Reading text:
========================================

I think I have to correct myself. I believe now that the integral is an analytic function of k and that the cut coming from Mathematica's antiderivative is spurious and so are the complications in performing the integral.

The argument is that the integrand is analytic in k and hence is expandable into a convergent series around k = 0 which can be integrated over t term by term.

The problem arises because Mathematica finds an antidrivative with respect to the variable t which contains a branch point singularity in the other varable k. We could choose a better antiderivative subtracting a Log[k] term which has the same branch point and thus get rid of the spurious singularity.

========================================

Reproduce the post about the integral word for word, everything from "I think I have" down to "the spurious singularity.". Work from the post about the integral alone.

Stored data:
========================================

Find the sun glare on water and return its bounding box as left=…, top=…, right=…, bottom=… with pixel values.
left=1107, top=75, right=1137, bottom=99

========================================

Task response:
I think I have to correct myself. I believe now that the integral is an analytic function of k and that the cut coming from Mathematica's antiderivative is spurious and so are the complications in performing the integral.

The argument is that the integrand is analytic in k and hence is expandable into a convergent series around k = 0 which can be integrated over t term by term.

The problem arises because Mathematica finds an antidrivative with respect to the variable t which contains a branch point singularity in the other varable k. We could choose a better antiderivative subtracting a Log[k] term which has the same branch point and thus get rid of the spurious singularity.